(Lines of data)
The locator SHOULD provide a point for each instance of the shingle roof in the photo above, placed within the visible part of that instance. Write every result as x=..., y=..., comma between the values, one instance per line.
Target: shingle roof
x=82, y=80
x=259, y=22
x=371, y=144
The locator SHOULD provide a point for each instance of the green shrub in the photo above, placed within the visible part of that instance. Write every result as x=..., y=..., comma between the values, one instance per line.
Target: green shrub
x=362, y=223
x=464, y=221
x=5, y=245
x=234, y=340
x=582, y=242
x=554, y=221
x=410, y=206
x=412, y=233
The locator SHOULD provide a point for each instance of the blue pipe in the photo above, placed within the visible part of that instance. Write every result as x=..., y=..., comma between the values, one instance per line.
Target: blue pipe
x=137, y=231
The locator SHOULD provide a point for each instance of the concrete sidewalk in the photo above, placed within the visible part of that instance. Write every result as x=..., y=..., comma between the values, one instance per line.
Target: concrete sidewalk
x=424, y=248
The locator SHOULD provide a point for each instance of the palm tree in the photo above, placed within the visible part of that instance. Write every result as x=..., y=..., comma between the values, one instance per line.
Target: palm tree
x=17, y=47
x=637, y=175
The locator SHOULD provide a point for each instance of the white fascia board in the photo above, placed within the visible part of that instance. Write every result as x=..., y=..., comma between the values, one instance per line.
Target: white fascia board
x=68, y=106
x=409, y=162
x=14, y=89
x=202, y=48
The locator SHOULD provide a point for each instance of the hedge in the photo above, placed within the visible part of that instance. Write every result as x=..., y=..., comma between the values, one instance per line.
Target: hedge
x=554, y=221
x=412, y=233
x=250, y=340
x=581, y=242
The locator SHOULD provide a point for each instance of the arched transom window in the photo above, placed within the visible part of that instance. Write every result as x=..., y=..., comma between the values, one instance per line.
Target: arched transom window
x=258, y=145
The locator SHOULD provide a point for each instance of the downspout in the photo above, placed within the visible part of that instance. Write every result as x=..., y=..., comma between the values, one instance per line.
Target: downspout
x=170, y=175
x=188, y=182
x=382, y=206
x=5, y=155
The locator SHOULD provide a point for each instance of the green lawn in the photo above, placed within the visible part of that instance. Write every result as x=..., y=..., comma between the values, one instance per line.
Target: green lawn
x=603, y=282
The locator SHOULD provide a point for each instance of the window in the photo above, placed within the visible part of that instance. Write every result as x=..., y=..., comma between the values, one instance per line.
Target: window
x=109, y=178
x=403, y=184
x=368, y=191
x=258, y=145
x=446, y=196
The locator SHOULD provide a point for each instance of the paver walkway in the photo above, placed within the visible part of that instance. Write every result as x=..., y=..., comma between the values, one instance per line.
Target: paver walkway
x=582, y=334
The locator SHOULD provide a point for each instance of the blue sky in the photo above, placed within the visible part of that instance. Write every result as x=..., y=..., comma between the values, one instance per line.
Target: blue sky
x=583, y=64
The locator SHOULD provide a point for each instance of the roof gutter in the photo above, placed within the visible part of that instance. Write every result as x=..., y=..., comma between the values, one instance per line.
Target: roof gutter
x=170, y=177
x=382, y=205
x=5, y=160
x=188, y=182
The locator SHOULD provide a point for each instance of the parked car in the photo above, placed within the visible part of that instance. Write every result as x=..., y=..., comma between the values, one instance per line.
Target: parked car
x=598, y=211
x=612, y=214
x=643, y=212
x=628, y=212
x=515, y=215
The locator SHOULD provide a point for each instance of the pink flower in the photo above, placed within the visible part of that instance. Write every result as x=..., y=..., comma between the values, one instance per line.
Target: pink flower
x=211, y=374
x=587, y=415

* * *

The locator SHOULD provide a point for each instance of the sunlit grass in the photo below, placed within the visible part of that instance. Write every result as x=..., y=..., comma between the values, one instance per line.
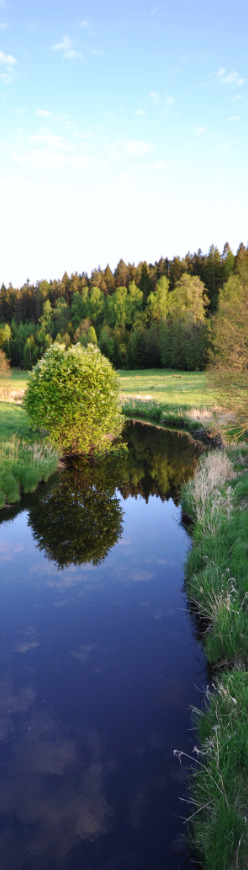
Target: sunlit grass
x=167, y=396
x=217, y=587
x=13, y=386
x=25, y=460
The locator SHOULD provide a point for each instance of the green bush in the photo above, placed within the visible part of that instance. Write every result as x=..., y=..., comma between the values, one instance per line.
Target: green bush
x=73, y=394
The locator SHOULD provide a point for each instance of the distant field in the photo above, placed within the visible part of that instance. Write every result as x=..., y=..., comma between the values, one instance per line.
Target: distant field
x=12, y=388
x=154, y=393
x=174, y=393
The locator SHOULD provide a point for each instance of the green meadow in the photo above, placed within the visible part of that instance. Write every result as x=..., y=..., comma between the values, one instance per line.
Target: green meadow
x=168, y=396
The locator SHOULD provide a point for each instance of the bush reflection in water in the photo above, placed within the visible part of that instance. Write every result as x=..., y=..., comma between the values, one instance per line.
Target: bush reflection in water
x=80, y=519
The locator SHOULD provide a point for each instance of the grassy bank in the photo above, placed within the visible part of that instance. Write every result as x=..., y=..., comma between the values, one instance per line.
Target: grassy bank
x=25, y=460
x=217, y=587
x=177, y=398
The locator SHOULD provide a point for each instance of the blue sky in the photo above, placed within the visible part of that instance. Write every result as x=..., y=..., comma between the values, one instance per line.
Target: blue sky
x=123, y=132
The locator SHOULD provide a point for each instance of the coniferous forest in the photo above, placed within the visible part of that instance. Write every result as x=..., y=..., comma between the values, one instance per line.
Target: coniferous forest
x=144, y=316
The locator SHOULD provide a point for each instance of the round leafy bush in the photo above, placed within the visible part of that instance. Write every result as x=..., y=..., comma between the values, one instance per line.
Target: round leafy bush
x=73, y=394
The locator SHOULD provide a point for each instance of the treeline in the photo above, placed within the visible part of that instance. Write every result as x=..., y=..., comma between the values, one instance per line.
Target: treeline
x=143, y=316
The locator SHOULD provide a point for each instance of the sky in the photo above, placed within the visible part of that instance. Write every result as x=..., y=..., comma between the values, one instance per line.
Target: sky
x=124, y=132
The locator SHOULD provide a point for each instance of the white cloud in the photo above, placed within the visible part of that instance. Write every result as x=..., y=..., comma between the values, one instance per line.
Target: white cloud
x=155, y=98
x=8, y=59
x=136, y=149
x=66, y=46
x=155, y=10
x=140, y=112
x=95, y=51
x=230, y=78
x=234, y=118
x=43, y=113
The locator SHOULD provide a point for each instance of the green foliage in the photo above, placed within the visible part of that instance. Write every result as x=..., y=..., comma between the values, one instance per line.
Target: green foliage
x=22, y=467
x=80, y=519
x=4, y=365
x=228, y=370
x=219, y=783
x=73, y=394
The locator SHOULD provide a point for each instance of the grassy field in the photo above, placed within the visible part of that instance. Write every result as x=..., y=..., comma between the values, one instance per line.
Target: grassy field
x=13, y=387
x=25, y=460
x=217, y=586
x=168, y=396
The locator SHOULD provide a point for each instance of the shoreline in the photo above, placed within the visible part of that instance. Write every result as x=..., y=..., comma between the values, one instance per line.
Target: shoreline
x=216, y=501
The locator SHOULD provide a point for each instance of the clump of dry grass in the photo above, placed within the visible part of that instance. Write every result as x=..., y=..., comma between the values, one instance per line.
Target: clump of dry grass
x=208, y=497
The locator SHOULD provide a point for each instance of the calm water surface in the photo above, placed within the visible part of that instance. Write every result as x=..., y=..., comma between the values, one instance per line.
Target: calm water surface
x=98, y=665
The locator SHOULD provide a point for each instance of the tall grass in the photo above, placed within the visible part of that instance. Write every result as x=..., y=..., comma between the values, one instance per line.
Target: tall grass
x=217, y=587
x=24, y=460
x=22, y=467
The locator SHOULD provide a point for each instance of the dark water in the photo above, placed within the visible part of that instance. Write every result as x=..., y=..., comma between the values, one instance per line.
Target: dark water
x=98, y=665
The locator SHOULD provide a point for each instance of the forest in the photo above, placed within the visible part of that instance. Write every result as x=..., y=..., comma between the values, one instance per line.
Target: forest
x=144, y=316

## Exercise prompt
Print everything in the records above from the line containing "instance of the sky" down to the line containing "x=124, y=132", both included, without changing a character.

## Task answer
The locator SHOULD provide a point for each instance of the sky in the photo above, placed within the visible part of that instance. Write every result as x=..., y=..., comma between the values, one instance per line.
Target: sky
x=124, y=132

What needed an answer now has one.